[STATED EXERCISE] Rewrite the stretch from the line containing "Would you be so kind as to point out the man's" through the end of the items, swapping "would be appreciated" for "is requested" and leaving everything else unchanged. Give back only those lines.

[THE RECORDS]
══════════
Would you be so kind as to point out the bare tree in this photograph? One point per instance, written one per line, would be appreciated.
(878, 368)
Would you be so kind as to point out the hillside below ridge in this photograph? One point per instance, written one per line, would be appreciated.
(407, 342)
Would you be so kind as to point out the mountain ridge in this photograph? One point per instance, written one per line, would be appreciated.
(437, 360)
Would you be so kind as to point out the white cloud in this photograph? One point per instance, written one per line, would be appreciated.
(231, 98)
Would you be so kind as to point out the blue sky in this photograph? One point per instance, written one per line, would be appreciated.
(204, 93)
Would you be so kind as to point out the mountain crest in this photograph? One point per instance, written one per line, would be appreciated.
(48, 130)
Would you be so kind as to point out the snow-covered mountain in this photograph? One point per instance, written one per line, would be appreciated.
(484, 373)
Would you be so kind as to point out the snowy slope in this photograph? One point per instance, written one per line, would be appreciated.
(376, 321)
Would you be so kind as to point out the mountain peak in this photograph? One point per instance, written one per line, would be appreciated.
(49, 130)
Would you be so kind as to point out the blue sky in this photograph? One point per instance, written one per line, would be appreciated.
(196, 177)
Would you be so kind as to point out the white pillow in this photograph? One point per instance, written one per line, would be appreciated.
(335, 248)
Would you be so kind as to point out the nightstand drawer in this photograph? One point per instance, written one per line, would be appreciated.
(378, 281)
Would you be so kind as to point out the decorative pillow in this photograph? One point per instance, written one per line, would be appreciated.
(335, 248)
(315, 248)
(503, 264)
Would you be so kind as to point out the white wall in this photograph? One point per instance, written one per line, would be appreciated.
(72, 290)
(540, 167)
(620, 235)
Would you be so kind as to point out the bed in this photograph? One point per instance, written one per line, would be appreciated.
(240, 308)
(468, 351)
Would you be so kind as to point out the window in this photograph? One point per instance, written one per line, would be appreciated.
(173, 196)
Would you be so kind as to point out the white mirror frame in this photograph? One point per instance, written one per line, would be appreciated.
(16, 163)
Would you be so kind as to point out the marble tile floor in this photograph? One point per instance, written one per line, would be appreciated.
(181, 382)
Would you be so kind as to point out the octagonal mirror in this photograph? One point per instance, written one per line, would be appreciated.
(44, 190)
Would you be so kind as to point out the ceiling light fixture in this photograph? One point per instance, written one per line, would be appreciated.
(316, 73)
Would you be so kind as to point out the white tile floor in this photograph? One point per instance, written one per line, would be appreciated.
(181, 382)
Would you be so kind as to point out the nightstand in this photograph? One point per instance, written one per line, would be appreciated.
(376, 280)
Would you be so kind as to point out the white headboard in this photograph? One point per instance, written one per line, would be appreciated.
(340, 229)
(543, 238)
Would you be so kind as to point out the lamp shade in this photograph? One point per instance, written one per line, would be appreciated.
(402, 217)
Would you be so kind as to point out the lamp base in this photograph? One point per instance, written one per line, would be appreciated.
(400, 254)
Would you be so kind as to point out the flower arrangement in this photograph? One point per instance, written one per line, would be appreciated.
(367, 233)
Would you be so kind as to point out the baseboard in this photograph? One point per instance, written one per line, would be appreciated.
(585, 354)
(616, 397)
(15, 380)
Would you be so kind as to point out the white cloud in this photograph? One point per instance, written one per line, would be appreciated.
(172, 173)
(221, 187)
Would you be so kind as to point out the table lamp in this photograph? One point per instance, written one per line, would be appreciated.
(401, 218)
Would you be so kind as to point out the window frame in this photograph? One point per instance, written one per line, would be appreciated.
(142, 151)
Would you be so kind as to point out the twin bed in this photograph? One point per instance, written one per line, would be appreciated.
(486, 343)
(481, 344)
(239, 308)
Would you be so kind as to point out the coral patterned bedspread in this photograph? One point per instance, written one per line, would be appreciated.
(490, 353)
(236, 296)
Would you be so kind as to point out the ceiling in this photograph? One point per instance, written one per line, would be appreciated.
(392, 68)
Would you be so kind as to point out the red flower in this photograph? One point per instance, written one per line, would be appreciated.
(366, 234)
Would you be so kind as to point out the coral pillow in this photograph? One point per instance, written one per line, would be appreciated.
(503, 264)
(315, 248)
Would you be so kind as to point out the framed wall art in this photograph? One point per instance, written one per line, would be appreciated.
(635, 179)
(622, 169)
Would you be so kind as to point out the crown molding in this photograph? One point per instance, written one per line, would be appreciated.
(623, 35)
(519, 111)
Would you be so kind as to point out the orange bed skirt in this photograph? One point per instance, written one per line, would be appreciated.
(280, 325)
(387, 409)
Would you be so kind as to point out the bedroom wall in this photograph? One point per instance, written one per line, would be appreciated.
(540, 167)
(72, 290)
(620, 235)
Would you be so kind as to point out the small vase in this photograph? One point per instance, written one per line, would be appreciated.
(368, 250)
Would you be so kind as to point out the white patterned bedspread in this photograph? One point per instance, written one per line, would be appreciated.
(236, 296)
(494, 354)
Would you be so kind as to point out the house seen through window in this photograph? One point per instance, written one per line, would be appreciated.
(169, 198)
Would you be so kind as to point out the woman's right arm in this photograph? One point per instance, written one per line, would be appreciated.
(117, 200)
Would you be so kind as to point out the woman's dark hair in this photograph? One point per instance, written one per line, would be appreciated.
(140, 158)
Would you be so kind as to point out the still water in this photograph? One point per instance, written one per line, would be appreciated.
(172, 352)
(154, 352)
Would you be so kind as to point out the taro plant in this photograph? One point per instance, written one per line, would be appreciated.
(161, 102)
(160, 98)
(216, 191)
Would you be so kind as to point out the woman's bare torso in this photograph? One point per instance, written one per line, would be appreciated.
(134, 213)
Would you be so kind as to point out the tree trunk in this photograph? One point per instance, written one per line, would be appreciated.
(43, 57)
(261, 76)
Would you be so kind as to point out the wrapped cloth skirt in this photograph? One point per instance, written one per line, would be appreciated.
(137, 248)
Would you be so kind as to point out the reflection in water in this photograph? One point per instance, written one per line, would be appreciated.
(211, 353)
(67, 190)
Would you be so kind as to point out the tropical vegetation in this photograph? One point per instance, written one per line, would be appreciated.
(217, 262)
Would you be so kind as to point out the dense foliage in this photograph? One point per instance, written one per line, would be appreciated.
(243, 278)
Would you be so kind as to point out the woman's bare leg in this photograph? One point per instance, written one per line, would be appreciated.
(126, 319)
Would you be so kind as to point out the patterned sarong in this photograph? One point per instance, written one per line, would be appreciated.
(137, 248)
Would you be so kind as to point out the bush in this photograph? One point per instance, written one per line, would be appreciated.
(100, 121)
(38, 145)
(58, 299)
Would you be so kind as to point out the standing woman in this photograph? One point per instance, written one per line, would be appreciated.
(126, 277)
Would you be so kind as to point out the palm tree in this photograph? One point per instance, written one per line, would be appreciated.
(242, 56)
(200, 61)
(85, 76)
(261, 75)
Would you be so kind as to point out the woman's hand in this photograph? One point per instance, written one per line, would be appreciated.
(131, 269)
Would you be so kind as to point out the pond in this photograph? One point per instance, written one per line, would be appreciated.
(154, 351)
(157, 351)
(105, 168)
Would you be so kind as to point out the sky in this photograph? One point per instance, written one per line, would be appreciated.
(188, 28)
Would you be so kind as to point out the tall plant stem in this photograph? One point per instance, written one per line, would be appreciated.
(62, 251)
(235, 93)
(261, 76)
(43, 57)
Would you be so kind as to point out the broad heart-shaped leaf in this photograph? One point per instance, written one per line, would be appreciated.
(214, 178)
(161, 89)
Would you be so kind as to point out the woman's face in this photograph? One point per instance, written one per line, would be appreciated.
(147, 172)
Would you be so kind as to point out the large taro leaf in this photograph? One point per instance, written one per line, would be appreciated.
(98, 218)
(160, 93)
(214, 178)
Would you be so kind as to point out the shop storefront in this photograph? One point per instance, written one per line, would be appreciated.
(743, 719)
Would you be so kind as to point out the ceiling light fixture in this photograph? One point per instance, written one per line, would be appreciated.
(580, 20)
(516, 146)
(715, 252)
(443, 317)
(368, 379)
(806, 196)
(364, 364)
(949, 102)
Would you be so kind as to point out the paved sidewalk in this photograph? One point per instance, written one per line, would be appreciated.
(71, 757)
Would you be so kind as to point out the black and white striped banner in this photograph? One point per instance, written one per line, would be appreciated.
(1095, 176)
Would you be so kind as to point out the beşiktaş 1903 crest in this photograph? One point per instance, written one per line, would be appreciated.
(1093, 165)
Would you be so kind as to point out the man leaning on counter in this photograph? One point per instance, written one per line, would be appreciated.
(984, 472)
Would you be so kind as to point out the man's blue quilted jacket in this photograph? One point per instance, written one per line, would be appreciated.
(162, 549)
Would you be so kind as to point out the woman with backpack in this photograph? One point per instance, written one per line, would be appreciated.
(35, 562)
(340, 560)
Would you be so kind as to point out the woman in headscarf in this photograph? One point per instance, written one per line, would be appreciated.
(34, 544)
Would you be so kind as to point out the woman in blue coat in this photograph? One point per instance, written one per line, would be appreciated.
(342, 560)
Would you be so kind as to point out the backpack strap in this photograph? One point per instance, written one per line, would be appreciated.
══════════
[RESULT]
Would you be so kind as to point out the man's blue quilted jacket in this photograph? One point per instance, written one per line, is requested.
(162, 549)
Would you be so kind as to point out the woman with backpack in this photograph? One point per instance, written one per line, is requested.
(35, 562)
(340, 560)
Would you be so kind as to point out the woman in headscarf in this photograph? One point per instance, written one per line, is requested.
(34, 544)
Would you be so kind as to point out the woman in blue coat in this photograph? One point per instance, written one per line, is requested.
(342, 560)
Would you be so kind as to point out the backpack strap in this photograph? One point per instance, written one per line, is requested.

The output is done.